__INSTRUCTIONS TO FOLLOW__
Repeat the data exactly, so that every line matches the original.

──────────

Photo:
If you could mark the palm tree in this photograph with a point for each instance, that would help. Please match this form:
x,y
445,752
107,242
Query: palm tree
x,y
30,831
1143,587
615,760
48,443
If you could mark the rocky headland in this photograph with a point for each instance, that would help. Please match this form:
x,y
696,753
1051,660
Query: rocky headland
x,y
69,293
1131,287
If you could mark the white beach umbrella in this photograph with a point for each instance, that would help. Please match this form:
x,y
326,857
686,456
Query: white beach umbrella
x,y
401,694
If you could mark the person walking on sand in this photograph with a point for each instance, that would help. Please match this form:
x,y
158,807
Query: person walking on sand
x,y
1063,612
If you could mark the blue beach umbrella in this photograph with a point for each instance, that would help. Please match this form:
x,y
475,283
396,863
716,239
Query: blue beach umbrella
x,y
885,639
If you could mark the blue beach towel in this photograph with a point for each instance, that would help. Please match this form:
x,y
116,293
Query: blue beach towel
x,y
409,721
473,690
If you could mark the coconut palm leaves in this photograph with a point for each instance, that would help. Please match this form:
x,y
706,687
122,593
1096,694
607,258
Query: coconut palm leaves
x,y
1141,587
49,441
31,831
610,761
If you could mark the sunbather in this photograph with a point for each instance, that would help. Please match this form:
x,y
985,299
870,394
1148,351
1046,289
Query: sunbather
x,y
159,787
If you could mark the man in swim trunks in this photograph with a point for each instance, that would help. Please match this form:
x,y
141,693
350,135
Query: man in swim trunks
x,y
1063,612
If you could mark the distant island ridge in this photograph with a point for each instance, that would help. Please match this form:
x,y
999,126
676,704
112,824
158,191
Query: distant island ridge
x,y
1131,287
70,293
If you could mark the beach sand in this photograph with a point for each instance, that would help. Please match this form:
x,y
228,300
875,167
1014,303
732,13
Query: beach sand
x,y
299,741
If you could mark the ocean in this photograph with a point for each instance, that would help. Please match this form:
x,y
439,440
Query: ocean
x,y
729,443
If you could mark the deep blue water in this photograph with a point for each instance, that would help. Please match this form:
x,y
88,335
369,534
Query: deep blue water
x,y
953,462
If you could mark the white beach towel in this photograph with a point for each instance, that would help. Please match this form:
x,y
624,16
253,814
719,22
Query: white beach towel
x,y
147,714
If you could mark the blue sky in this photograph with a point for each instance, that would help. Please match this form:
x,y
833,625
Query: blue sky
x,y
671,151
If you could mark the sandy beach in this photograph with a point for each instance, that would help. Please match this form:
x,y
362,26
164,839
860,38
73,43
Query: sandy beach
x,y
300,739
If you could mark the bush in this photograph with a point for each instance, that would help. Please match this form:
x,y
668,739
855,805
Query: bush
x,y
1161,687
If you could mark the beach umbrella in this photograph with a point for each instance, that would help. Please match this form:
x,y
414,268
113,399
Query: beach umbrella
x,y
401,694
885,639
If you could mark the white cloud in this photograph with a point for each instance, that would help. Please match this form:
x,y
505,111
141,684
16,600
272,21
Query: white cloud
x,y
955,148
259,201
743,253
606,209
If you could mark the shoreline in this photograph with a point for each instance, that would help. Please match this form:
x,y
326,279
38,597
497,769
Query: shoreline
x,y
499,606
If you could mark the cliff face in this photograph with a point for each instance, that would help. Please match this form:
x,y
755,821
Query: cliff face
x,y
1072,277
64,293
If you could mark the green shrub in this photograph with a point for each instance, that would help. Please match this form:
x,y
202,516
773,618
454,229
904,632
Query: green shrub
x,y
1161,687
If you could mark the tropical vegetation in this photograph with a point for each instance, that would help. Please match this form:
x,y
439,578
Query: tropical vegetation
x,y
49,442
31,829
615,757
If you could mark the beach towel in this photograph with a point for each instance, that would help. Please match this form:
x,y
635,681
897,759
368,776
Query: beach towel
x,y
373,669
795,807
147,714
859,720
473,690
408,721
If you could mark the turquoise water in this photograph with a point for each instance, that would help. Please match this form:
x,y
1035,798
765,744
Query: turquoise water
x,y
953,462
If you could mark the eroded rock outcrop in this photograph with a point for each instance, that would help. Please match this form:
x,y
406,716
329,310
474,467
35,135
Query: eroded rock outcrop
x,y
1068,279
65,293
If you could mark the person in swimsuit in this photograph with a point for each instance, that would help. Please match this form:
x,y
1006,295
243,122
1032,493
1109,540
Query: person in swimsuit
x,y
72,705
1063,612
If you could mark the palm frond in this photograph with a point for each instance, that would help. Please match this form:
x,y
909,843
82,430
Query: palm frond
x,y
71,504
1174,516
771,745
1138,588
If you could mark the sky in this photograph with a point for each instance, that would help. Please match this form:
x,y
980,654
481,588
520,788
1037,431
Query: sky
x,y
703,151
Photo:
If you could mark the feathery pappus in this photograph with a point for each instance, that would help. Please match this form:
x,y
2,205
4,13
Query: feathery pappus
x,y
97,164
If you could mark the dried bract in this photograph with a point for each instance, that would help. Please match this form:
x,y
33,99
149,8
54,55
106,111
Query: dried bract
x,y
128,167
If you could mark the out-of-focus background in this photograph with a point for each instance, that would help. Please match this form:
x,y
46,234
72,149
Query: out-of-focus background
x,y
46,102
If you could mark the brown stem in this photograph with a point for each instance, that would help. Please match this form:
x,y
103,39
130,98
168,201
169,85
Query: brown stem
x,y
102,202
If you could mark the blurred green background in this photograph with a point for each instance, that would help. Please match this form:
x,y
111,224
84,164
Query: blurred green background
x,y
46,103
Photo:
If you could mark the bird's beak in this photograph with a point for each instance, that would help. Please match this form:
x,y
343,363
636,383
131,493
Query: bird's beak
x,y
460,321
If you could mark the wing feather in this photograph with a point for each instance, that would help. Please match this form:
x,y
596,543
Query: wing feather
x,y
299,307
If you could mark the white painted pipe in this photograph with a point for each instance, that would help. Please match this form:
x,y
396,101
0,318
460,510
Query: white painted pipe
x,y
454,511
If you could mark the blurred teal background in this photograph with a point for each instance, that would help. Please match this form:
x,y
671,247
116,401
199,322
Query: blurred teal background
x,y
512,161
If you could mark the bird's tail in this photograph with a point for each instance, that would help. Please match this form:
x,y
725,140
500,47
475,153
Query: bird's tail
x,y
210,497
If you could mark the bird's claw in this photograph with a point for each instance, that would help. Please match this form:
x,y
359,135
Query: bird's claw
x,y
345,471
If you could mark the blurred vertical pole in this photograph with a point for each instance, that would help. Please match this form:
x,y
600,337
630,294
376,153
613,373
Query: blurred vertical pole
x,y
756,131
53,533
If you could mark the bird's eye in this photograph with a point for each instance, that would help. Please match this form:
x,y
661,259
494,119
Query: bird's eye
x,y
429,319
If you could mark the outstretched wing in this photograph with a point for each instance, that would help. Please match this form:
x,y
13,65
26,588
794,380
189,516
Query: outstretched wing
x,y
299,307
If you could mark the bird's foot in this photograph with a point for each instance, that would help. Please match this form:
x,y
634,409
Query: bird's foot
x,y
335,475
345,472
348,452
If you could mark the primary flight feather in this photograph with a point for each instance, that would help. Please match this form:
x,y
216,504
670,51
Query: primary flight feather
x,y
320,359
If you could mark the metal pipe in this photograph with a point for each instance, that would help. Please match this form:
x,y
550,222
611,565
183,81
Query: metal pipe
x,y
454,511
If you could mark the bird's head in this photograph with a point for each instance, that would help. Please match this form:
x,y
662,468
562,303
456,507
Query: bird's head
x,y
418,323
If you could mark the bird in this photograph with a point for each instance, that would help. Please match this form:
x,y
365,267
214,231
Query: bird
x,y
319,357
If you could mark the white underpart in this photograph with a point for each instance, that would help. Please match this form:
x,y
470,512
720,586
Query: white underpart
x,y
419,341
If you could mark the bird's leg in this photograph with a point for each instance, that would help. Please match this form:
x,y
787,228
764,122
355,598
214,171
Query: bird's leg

──────────

__SOLUTION BELOW__
Photo:
If you could mark the palm tree in this photograph with a point for each instance, that would help. Please match this form:
x,y
445,752
107,242
Query: palm tree
x,y
30,831
1143,587
615,760
48,443
If you could mark the rocky headland in this photograph with a point for each instance, that would help. Please match this form:
x,y
696,753
1051,660
Query: rocky headland
x,y
69,293
1131,287
If you could mark the white beach umbrella in this photograph with a point for each instance, that would help. Please match this form:
x,y
326,857
686,456
Query: white beach umbrella
x,y
401,694
If you could mark the person walking on sand in this photograph with a point for each instance, that would help. Please match this form:
x,y
158,807
Query: person walking on sand
x,y
1063,612
If you could mark the blue beach umbrella in this photograph with a point for each instance, that would help. Please match this form:
x,y
475,283
396,863
716,239
Query: blue beach umbrella
x,y
885,639
If you could mark the blue beach towel in this photograph with a point for each instance, that would help. Please match this form:
x,y
116,293
Query: blue beach towel
x,y
409,721
473,690
If you could mark the coconut palm leaves in this photograph with a point for each instance, that would help. Please match this form:
x,y
706,687
122,593
1096,694
607,258
Query: coconut palm leaves
x,y
1141,587
49,441
31,831
610,761
If you could mark the sunbather in this photograph with a point for each instance, that would help. Please match this form:
x,y
985,299
870,394
1148,351
1046,289
Query: sunbather
x,y
159,787
If you could mark the man in swim trunks in this photograph with a point for each instance, that would help. Please match this form:
x,y
141,693
350,135
Query: man in swim trunks
x,y
1063,612
If you could mark the distant island ridge in this photograph with a point for each instance, that would help. Please match this form:
x,y
999,126
676,704
112,824
158,191
Query: distant island ridge
x,y
1131,287
70,293
If you could mark the beach sand in this photograph with a point for each instance, that would help. Please match this form:
x,y
228,300
875,167
1014,303
732,13
Query: beach sand
x,y
299,741
If you could mark the ocean in this photograph with a point for each instance, that would help. Please match this form:
x,y
439,440
Query: ocean
x,y
729,443
If you could mark the deep blue water in this photograph with a point for each instance, that would help. Please match this form:
x,y
88,335
369,534
Query: deep blue water
x,y
953,462
If you could mark the white beach towel in this photograph with a point for each instance, that would help. Please match this form:
x,y
624,16
253,814
719,22
Query: white beach towel
x,y
147,714
If you could mark the blue sky in this photograph with a point for each instance, that would help. Please match this form:
x,y
833,625
Query: blue sky
x,y
671,151
If you could mark the sandy beach in this photograph with a point for each instance, that would help. Please match this form:
x,y
362,26
164,839
860,38
73,43
Query: sandy beach
x,y
300,739
If you could mark the bush in this photograph with a point for each instance, that would help. Please match this form:
x,y
668,739
855,805
Query: bush
x,y
1161,687
If you could mark the beach umbrella in this photograph with a point for each instance, that would help. Please match this form:
x,y
414,268
113,399
Query: beach umbrella
x,y
401,694
885,639
If you could mark the white cloud in this photograph with a point for each instance, that would help. Please match this form:
x,y
505,111
141,684
16,600
272,21
Query: white cloud
x,y
955,148
259,201
743,253
606,209
If you could mark the shoreline in this photograph with a point for each instance, that would help. Please match this form:
x,y
326,279
38,597
497,769
Query: shoreline
x,y
499,606
If you could mark the cliff face in this photograph with a point for each instance, that would help. Please match this form:
x,y
755,821
Query: cliff face
x,y
1072,277
64,293
If you could mark the green shrub in this photograph with a point for each instance, that would help. Please match this form:
x,y
202,516
773,618
454,229
904,632
Query: green shrub
x,y
1161,687
If you could mark the tropical vegetation in this photograph with a point for each instance, that would help. Please match this form:
x,y
439,578
Query: tropical vegetation
x,y
49,442
31,829
615,757
If you could mark the beach towel in this photograph with a point for each instance, that would help. Please match this form:
x,y
635,681
897,759
368,776
Query: beach towel
x,y
373,669
795,807
147,714
859,720
473,690
408,721
If you could mark the turquoise water in this photograph with a point for each instance, that would help. Please match this form:
x,y
1035,798
765,744
Query: turquoise water
x,y
953,462
If you could mark the eroded rock outcrop in this photograph with a point for each instance, that would help. Please match this form:
x,y
406,716
329,310
474,467
35,135
Query: eroded rock outcrop
x,y
1068,279
65,293
If you could mark the person in swimsuit in this photograph with a point for each instance, that would help. Please match this form:
x,y
1006,295
243,122
1032,493
1109,540
Query: person in swimsuit
x,y
72,705
1063,612
If you could mark the palm frond in this photograph with a point for each instance, that would help. Please match this form:
x,y
909,843
82,430
Query: palm frond
x,y
71,504
1174,516
771,745
1138,588
If you could mark the sky in this photograph with a point for each instance, that would help. Please match this form:
x,y
980,654
481,588
520,788
1037,431
Query: sky
x,y
703,151
Photo:
If you could mark the feathery pappus in this photograph with a point for each instance, that would help. Please match this form:
x,y
2,205
4,13
Query: feathery pappus
x,y
97,164
If you could mark the dried bract in this photograph with a point for each instance, that would help. Please match this form:
x,y
33,99
149,8
54,55
106,111
Query: dried bract
x,y
128,167
If you could mark the out-of-focus background in this photograph with a point for each instance, that would help. Please match this form:
x,y
46,234
72,149
Query: out-of-focus background
x,y
46,102
If you could mark the brown stem in this photograph with a point for each instance, that would help. Please match this form:
x,y
103,39
130,98
168,201
169,85
Query: brown stem
x,y
102,202
If you could mark the blurred green background in this photograph with a point for each instance, that would help. Please match this form:
x,y
111,224
84,164
Query: blurred green background
x,y
46,103
Photo:
If you could mark the bird's beak in this photograph with a point for each instance, that would help. Please match this form:
x,y
343,363
636,383
131,493
Query: bird's beak
x,y
460,321
If you could mark the wing feather in this photograph with a point for each instance, that would help. Please match this form:
x,y
596,543
Query: wing feather
x,y
299,307
If you could mark the white painted pipe in this photograph with a point for each instance, that would help. Please match this form:
x,y
396,101
0,318
460,510
Query: white painted pipe
x,y
454,511
If you could mark the blurred teal background in this photograph with a point for each instance, that would help. Please match this form:
x,y
671,247
116,401
199,322
Query: blurred teal background
x,y
512,161
If you could mark the bird's tail in this photograph with a point for each instance, that would help. Please match this form:
x,y
725,140
500,47
475,153
Query: bird's tail
x,y
210,497
If you could mark the bird's claw in this photograph with a point for each instance, that would help. Please match this form:
x,y
359,135
Query: bird's claw
x,y
345,471
If you could mark the blurred vertical pole in this photograph with a point for each instance, that would help. Please match this form:
x,y
600,337
630,294
376,153
613,373
Query: blurred vertical pole
x,y
756,131
53,533
If you could mark the bird's eye in this photograph with a point for each instance, that would help. Please match this form:
x,y
661,259
494,119
Query: bird's eye
x,y
429,319
If you could mark the outstretched wing in this photograph with a point for each instance, that would help. Please match this form:
x,y
13,65
26,588
794,380
189,516
Query: outstretched wing
x,y
299,307
If you could mark the bird's foot in this photograph with a point for each instance, that would help. Please match this form:
x,y
634,409
Query: bird's foot
x,y
335,475
345,472
348,452
If you could mark the primary flight feather in this photograph with a point for each instance, that would help. Please match this form:
x,y
216,504
670,51
Query: primary flight feather
x,y
320,359
If you could mark the metal pipe in this photograph with a point for each instance, that would help. Please match this form:
x,y
550,222
611,565
183,81
Query: metal pipe
x,y
454,511
If you could mark the bird's head in this photograph with a point for each instance, that would help. Please match this form:
x,y
662,468
562,303
456,507
Query: bird's head
x,y
418,323
If you could mark the bird in this photograph with a point for each instance, that would help. Please match this form:
x,y
365,267
214,231
Query: bird
x,y
319,357
If you could mark the white underpart in this photograph with a point for each instance, that would help. Please match this form:
x,y
470,512
720,586
Query: white underpart
x,y
419,341
If you could mark the bird's leg in this photograph with a point for each instance, that would help. Please match this form:
x,y
787,228
764,122
355,598
214,171
Query: bird's leg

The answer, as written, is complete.